- _What the exercise asks_
Starting with the line that contains "put a marker on the player's hand holding", reproduce each line through the end of the entries exactly as written.

------------------------------------------------------------

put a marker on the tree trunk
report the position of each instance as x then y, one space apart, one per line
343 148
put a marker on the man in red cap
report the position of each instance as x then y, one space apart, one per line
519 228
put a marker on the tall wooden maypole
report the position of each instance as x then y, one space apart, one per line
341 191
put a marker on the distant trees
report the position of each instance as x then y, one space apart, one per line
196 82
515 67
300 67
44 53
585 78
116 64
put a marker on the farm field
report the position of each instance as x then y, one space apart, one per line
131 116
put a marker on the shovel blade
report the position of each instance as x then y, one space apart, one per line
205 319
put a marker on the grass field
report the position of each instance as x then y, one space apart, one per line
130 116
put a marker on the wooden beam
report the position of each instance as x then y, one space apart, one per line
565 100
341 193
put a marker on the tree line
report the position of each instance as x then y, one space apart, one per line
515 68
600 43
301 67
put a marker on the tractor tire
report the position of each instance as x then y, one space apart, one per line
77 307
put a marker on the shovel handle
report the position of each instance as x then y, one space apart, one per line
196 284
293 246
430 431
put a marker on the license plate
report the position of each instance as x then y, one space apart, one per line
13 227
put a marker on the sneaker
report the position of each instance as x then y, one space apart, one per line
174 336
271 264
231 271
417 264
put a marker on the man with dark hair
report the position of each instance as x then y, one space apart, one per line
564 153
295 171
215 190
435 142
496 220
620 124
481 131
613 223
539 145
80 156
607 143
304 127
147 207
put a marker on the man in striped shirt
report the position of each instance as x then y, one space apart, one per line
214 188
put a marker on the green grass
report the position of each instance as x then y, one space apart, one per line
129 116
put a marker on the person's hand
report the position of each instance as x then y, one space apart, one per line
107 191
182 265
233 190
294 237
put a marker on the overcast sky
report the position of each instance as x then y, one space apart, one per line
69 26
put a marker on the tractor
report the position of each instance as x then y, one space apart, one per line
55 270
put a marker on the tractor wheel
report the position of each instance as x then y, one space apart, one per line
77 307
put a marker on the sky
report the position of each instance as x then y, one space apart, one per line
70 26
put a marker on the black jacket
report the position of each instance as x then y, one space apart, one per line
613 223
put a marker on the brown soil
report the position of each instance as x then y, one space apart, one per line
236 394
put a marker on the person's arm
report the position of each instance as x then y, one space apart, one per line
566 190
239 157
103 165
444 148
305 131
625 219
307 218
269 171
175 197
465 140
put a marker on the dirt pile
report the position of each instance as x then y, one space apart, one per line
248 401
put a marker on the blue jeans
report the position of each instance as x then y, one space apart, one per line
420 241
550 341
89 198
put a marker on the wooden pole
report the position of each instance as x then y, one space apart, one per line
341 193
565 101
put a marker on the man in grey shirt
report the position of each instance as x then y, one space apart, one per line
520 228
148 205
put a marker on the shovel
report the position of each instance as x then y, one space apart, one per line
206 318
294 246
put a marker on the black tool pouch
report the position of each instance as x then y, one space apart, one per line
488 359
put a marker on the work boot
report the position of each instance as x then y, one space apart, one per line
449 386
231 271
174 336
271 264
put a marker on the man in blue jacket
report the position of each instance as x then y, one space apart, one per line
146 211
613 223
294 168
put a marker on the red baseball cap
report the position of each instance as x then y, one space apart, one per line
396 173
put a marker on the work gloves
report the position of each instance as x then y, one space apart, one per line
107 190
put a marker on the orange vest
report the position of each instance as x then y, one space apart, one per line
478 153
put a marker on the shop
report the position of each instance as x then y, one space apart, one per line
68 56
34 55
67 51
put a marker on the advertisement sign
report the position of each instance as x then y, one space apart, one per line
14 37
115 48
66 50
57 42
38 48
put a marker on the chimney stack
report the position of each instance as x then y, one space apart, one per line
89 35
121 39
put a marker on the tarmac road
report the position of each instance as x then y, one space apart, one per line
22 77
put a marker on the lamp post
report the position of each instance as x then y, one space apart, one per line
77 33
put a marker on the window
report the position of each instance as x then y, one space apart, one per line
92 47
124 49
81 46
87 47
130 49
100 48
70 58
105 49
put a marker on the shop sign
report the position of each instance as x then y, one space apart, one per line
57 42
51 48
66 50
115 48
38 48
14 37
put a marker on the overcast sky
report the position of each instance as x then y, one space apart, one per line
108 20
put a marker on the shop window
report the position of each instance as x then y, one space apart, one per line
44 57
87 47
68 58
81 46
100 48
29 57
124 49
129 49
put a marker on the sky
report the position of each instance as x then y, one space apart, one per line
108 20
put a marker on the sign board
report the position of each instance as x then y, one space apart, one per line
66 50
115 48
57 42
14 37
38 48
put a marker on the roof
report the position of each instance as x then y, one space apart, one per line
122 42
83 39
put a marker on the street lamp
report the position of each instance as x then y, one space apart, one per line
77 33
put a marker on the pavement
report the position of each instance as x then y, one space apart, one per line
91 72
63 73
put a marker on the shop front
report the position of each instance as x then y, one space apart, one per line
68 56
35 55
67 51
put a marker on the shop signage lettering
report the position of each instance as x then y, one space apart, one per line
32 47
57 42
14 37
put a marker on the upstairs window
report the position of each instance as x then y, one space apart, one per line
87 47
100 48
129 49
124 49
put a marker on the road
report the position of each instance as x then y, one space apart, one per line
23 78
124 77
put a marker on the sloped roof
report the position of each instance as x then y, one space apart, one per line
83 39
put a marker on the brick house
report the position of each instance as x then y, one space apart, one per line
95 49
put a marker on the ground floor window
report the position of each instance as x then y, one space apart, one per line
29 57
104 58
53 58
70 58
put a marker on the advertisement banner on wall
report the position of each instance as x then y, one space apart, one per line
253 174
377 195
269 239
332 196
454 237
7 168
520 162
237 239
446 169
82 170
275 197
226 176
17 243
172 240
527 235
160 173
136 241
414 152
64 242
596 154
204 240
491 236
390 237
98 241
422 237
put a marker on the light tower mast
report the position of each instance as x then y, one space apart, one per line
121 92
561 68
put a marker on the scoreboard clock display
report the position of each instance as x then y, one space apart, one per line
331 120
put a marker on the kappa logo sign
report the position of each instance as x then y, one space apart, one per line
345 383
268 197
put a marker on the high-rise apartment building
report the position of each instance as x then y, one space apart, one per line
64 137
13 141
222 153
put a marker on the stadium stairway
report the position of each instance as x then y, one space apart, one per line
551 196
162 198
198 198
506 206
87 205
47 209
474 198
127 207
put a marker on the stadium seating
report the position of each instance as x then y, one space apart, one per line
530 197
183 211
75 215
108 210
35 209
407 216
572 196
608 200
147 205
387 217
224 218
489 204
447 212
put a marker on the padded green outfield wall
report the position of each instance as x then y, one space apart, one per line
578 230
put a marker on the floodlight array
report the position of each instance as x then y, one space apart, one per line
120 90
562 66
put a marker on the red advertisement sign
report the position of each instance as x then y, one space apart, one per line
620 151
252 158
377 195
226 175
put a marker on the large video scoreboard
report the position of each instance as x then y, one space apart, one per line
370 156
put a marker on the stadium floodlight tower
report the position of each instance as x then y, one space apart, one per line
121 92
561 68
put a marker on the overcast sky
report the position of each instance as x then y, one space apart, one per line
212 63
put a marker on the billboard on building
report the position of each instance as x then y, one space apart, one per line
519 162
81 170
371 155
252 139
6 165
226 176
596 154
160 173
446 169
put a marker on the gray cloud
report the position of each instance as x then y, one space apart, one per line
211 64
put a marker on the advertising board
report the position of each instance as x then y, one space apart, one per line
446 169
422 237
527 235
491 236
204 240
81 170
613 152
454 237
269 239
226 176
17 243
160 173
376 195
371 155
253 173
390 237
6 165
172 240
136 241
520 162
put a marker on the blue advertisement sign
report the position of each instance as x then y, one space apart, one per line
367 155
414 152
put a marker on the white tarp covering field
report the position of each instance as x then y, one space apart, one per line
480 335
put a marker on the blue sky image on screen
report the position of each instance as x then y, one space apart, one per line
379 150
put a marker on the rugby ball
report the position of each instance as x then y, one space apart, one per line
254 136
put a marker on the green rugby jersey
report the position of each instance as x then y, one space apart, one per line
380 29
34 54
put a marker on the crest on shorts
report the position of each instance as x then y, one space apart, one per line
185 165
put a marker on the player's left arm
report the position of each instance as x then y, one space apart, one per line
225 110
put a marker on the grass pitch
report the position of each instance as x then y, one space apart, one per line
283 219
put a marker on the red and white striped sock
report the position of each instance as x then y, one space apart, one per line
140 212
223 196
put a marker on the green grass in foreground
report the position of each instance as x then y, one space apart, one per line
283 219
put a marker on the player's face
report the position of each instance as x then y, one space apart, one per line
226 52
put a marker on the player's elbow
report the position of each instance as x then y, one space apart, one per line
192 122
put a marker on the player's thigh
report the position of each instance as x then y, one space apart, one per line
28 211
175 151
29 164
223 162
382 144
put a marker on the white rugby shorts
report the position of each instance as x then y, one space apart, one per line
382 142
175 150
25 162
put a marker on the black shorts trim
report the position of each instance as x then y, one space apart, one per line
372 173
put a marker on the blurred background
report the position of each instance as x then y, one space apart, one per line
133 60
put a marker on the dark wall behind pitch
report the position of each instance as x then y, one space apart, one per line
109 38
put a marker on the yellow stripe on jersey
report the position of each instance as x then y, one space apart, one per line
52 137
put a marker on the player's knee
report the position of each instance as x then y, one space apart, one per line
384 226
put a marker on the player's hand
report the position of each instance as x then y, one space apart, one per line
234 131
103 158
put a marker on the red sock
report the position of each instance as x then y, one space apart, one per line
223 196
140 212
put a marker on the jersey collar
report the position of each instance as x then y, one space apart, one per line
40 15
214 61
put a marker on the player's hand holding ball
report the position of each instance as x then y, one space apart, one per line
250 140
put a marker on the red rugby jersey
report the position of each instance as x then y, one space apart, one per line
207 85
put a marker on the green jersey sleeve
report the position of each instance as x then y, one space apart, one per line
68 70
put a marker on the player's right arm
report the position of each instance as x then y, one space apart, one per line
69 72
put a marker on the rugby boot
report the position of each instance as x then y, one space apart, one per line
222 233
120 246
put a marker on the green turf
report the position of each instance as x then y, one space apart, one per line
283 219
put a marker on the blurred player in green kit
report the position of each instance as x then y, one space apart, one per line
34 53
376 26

------------------------------------------------------------

- _Output_
put a marker on the player's hand holding ball
report the position of each instance as x then y, one space apart, one per line
250 140
put a marker on the red rugby jersey
report the position of each instance as x then y, one space apart, one per line
207 85
put a marker on the green jersey sleeve
report the position of each instance as x then y, one space apart, one per line
68 70
put a marker on the player's right arm
report the position of each instance as x then y, one space apart, one per line
69 72
put a marker on the rugby boot
report the position of each instance as x then y, one space apart, one per line
222 233
120 246
put a marker on the green turf
report the position of each instance as x then y, one space apart, one per line
283 219
put a marker on the blurred player in green kit
report the position of each instance as x then y, one space apart, one per line
34 53
376 26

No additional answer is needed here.